EXERCISE DETAILS
Search the listing below for the word "sticker" and copy each line where it appears.

MATERIAL SUPPLIED: Begin

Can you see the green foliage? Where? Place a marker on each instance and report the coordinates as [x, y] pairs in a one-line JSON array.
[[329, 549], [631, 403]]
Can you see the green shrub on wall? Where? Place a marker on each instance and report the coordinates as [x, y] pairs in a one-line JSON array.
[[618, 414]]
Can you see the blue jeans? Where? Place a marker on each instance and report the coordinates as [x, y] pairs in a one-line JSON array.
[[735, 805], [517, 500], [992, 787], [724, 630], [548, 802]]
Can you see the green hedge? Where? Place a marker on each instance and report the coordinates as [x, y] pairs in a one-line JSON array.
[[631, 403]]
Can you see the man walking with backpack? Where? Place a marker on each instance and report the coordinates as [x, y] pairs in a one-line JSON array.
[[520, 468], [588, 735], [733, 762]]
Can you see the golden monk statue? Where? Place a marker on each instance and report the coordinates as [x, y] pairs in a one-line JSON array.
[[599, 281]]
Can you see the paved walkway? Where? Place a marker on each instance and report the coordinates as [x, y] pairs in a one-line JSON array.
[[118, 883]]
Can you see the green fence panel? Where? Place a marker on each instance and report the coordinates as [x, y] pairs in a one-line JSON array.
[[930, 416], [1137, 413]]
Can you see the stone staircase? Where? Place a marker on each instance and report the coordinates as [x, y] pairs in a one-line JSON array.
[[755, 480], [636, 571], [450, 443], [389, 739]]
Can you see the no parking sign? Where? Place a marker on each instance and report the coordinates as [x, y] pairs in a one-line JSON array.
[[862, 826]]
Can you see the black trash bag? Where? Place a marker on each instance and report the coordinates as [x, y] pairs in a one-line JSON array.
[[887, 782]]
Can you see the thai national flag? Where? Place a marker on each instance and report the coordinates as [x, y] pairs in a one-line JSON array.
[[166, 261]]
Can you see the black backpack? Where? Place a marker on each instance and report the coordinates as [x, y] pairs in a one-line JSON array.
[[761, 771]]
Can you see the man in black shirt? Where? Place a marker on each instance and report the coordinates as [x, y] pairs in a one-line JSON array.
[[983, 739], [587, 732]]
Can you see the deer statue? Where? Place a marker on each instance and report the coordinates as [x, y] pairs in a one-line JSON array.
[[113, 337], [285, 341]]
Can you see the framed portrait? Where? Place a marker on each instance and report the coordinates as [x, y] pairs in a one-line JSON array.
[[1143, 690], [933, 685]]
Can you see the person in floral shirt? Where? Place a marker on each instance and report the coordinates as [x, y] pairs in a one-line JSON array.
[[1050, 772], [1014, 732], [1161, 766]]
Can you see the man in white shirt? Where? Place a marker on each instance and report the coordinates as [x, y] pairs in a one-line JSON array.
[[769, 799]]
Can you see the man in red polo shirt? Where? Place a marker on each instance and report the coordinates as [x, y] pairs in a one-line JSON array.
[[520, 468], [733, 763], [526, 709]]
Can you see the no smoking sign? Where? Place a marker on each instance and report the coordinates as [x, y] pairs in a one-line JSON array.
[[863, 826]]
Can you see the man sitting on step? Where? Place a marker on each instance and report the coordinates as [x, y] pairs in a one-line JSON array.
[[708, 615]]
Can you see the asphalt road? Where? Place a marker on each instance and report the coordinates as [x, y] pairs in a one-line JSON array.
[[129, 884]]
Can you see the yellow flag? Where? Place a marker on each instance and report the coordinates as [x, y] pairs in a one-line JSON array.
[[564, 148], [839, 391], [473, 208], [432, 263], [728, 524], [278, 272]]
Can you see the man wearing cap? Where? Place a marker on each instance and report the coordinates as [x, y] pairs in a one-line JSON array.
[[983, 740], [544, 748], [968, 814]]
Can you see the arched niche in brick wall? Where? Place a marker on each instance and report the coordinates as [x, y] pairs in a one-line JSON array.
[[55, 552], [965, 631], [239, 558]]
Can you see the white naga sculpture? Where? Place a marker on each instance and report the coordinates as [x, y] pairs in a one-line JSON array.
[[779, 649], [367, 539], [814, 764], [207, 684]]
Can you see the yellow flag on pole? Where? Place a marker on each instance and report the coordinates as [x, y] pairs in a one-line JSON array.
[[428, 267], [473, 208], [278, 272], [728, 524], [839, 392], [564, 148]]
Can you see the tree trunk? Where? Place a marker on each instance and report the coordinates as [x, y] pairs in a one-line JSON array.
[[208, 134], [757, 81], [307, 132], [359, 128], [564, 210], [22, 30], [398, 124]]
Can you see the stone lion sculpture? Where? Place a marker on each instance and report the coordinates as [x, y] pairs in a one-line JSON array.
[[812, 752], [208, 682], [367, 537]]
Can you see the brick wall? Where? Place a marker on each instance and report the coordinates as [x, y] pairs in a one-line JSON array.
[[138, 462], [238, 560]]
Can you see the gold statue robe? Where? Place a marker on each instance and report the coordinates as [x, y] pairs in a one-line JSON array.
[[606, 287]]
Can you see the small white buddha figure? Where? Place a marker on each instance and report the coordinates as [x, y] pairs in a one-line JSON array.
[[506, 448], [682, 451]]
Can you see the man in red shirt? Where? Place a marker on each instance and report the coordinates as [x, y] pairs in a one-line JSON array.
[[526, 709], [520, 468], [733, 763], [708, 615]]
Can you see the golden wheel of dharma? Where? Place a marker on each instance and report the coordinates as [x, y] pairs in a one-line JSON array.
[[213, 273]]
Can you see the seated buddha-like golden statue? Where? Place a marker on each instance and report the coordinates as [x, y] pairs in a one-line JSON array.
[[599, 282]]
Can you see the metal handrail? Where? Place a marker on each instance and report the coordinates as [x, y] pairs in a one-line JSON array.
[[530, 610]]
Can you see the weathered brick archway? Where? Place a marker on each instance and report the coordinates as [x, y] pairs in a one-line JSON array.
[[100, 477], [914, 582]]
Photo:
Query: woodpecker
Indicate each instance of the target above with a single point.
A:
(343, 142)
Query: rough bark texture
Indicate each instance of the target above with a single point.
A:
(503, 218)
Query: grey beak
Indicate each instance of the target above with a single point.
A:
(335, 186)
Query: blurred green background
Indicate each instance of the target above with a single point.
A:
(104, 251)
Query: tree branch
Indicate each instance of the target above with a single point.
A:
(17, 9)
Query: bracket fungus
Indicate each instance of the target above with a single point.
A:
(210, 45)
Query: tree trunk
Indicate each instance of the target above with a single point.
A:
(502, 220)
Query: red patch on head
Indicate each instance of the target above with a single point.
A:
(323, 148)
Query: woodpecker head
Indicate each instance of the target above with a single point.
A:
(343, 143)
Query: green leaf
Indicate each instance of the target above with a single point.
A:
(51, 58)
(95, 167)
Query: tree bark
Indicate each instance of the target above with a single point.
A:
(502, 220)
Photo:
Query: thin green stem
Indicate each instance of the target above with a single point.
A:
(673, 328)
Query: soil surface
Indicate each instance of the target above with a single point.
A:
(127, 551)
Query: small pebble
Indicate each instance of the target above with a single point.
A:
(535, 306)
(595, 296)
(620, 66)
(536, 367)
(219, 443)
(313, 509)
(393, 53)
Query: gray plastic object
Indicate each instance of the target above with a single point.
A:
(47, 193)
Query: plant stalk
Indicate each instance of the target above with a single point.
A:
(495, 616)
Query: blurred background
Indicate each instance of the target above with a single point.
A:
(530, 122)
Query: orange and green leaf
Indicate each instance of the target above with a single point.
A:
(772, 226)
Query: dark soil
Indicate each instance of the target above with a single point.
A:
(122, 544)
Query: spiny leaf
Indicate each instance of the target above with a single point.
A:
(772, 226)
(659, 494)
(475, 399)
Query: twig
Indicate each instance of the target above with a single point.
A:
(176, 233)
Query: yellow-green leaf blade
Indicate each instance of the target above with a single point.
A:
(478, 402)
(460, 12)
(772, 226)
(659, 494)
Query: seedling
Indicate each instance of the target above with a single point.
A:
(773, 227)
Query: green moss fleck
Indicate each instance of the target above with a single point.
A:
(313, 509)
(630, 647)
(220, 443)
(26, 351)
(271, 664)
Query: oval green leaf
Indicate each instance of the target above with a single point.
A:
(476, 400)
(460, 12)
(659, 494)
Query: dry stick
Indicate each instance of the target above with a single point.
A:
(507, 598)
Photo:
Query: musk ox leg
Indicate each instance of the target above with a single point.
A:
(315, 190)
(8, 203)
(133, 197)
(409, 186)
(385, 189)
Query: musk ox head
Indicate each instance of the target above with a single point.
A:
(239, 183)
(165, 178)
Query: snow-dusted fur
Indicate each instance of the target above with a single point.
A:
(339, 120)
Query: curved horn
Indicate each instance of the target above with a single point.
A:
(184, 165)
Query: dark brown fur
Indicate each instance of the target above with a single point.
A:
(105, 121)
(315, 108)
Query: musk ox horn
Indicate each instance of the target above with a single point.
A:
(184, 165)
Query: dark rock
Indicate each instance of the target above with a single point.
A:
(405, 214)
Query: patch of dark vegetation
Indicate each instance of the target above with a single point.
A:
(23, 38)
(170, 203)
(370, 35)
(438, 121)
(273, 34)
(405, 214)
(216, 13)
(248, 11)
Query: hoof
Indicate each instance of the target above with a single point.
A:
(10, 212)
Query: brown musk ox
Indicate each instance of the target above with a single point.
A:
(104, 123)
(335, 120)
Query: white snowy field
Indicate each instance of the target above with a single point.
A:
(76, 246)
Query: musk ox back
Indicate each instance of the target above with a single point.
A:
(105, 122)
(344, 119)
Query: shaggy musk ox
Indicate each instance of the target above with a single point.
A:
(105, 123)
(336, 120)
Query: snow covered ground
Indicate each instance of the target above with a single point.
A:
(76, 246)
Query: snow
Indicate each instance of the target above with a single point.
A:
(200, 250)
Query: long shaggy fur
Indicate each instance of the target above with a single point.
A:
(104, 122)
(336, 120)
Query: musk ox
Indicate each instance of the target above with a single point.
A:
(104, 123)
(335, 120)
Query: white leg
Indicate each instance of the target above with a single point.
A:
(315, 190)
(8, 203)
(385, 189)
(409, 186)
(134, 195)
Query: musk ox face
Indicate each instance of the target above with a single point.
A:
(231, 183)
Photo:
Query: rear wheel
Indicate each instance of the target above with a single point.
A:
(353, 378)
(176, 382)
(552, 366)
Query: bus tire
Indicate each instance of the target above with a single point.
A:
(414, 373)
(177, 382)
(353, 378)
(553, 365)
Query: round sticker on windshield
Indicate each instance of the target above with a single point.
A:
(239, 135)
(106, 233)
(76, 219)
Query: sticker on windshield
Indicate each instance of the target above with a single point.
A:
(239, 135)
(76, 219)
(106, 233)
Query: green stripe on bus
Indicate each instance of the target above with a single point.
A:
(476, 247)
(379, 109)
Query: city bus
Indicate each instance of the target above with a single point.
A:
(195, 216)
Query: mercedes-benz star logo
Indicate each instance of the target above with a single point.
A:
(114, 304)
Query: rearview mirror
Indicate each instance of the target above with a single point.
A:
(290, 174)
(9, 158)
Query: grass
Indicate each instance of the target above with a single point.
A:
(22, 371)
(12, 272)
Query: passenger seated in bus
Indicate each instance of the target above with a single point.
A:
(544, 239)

MATERIAL SUPPLIED: End

RESPONSE FOR THIS EXERCISE
Query: round sticker on windshield
Query: sticker on windshield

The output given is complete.